Agnes and Jemima must rank as two of the most extreme and sadistic of wicked stepsister figures in Cinderella serials. To the best of our knowledge, even Cinderella herself was not put in chains, subjected to downright torture or being forced to eat from the dog’s dish. But this is what happens to Cindy. They are not merely out to wring cheap labour out of Cindy and take advantage of her to save on more pennies. They are also deliberately inflicting physical and psychological torture designed to break Cindy down completely, and it stems from their hatred of Cindy’s mother.

The reason they hate the mother is never explained. The way they defaced the photograph suggests they were jealous of the mother’s good looks. This would tie in with the Cinderella theme, but it cannot be said for certain that this was the reason for their hatred. Cindy wonders if the answer to the mystery lies in the house somewhere. But she never gets to investigate it further. Jinty must have either forgotten to follow it up or dropped the ball on it for some reason. Either way, this particular loose end is left dangling, which is annoying. It would have given more depth to the psychology of the cousins if we had learned the reason they hate Cindy’s mother and just what they are projecting onto the daughter. Is it jealousy? Is it disapproval of the marriage? Or is it something else entirely?

■ ■ ■ ■

● Prompt 1: Retype the piece on Agnes and Jemima in full, word for word.

● Record excerpts:
■ ■ ■ ■

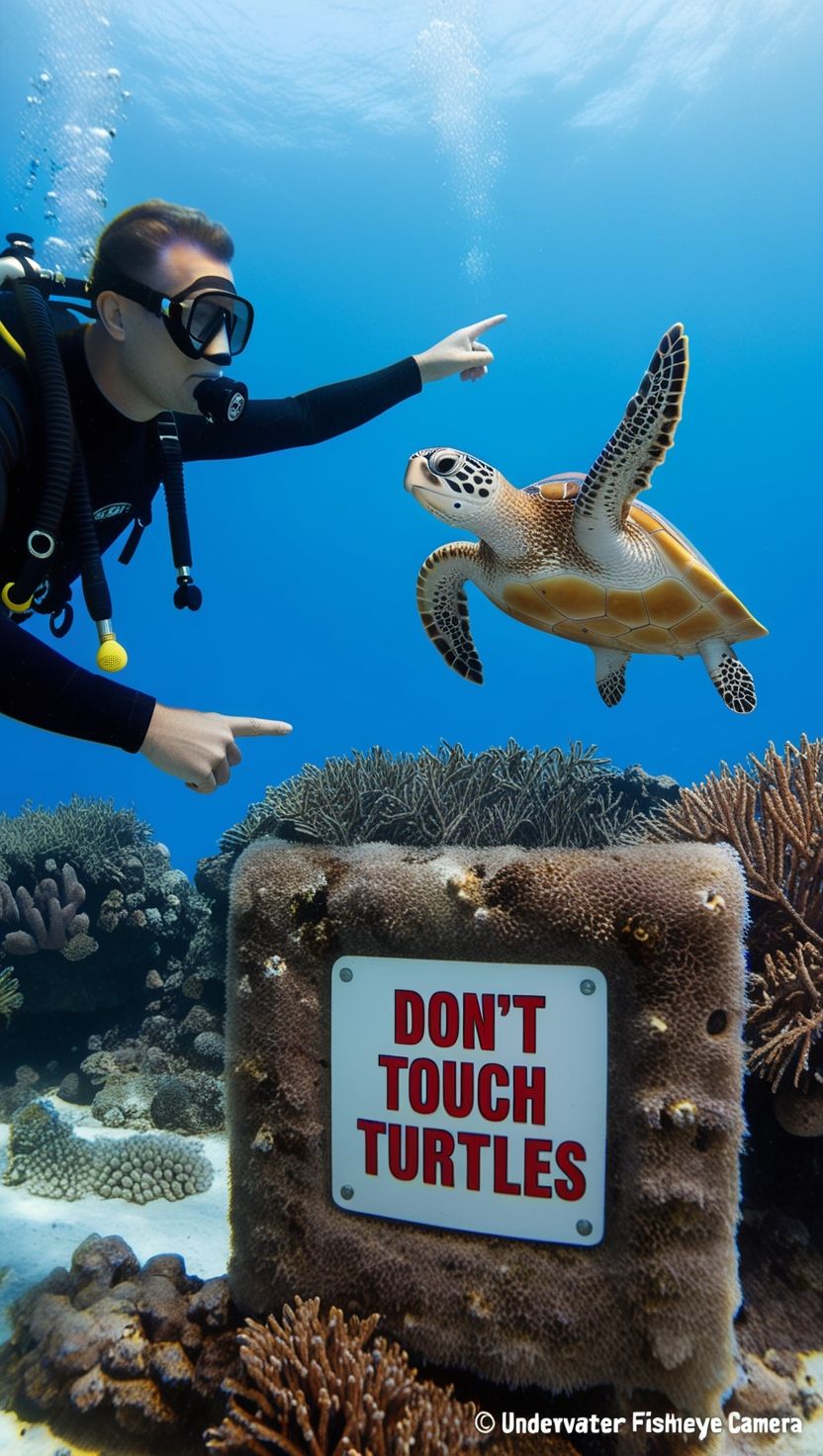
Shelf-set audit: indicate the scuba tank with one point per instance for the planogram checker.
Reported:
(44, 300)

■ ■ ■ ■

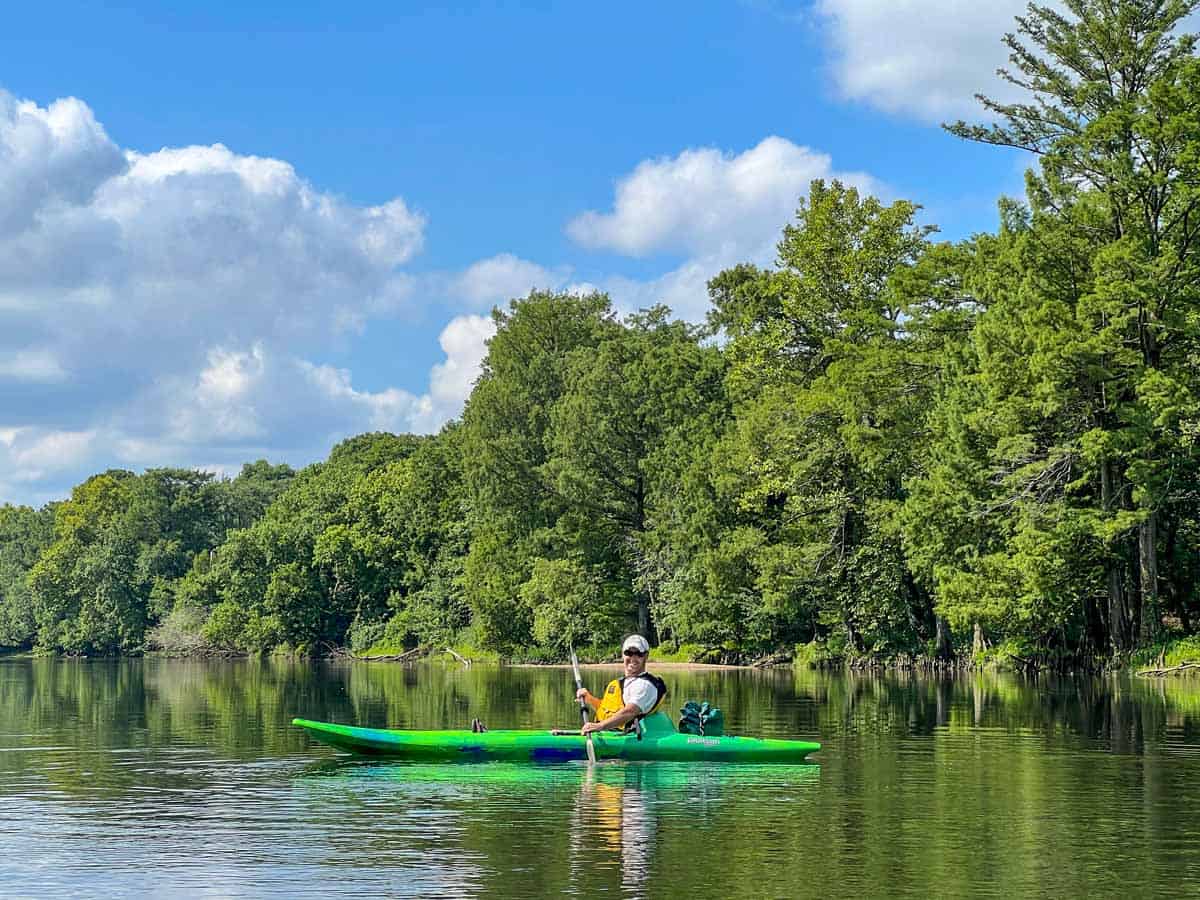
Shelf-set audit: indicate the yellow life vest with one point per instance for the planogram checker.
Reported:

■ ■ ■ ■

● Prompt 2: Pull out each line of the listing that contains the word "with".

● Finished answer 1:
Agnes and Jemima must rank as two of the most extreme and sadistic of wicked stepsister figures in Cinderella serials. To the best of our knowledge, even Cinderella herself was not put in chains, subjected to downright torture or being forced to eat from the dog’s dish. But this is what happens to Cindy. They are not merely out to wring cheap labour out of Cindy and take advantage of her to save on more pennies. They are also deliberately inflicting physical and psychological torture designed to break Cindy down completely, and it stems from their hatred of Cindy’s mother.

The reason they hate the mother is never explained. The way they defaced the photograph suggests they were jealous of the mother’s good looks. This would tie in with the Cinderella theme, but it cannot be said for certain that this was the reason for their hatred. Cindy wonders if the answer to the mystery lies in the house somewhere. But she never gets to investigate it further. Jinty must have either forgotten to follow it up or dropped the ball on it for some reason. Either way, this particular loose end is left dangling, which is annoying. It would have given more depth to the psychology of the cousins if we had learned the reason they hate Cindy’s mother and just what they are projecting onto the daughter. Is it jealousy? Is it disapproval of the marriage? Or is it something else entirely?

● Finished answer 2:
Shelf-set audit: indicate the scuba tank with one point per instance for the planogram checker.
Shelf-set audit: indicate the yellow life vest with one point per instance for the planogram checker.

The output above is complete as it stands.